*STATED EXERCISE:* Write out the entries, please, from the line containing "Practice. Locate the upper-story" through their final line, exactly and with nothing else.

##### SUPPLIED RECORDS #####

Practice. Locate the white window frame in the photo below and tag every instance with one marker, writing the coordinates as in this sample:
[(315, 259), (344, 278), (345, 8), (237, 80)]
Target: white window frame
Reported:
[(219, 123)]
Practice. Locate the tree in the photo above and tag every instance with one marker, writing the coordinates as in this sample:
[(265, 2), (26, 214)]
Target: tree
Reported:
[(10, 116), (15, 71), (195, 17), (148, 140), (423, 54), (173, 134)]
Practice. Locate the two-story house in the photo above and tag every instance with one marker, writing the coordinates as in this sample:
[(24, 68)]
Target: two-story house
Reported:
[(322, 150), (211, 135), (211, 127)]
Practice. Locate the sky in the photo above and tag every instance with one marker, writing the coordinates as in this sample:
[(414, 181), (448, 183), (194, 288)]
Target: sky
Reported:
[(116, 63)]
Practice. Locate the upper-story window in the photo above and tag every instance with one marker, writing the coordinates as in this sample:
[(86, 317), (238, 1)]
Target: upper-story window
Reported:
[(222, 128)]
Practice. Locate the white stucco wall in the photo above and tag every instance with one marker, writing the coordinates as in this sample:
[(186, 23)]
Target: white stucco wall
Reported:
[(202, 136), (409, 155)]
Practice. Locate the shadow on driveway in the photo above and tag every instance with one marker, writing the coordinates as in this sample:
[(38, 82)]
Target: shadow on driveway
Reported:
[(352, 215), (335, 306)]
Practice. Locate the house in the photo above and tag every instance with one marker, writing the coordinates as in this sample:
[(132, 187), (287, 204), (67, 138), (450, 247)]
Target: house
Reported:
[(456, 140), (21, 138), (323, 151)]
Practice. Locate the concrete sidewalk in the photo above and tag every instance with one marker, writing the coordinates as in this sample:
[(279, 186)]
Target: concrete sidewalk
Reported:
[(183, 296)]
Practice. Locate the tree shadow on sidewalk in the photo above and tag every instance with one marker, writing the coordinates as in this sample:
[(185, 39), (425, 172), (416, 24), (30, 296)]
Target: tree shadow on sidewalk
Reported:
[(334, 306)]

#####

*CORRECT RESPONSE:*
Practice. Locate the upper-story window in the photo above and tag every instance with one marker, writing the coordinates as in this sample:
[(86, 317), (238, 1)]
Target: upper-story window
Reported:
[(222, 128)]
Practice. Locate the white stucco wall in the photo above and tag every instance with one marker, writing the coordinates as in this sample:
[(186, 23)]
Target: white stucco wall
Reported:
[(202, 136), (409, 155)]
Practice. Locate the shadow on driveway in the photo above and tag every instance with one marker, writing the coordinates as in this sample:
[(38, 82)]
Target: shadow on driveway
Reported:
[(352, 215), (335, 306)]
Practice. Locate the house in the photo above and tag every instance with one marker, writing the coordinates as in this sample:
[(132, 187), (287, 204), (67, 138), (450, 247)]
Target: house
Reported:
[(456, 140), (21, 138), (323, 151)]
Practice. Locate the concrete sidewalk in the photo above and tag every instance with one marker, writing the coordinates as in this sample:
[(279, 186)]
Target: concrete sidewalk
Reported:
[(183, 296)]
Practice. Locate the tree shadow on sidewalk in the photo above and tag every instance with one marker, writing the coordinates as in this sample:
[(185, 39), (425, 172), (416, 24), (30, 296)]
Target: tree shadow on sidewalk
Reported:
[(334, 306)]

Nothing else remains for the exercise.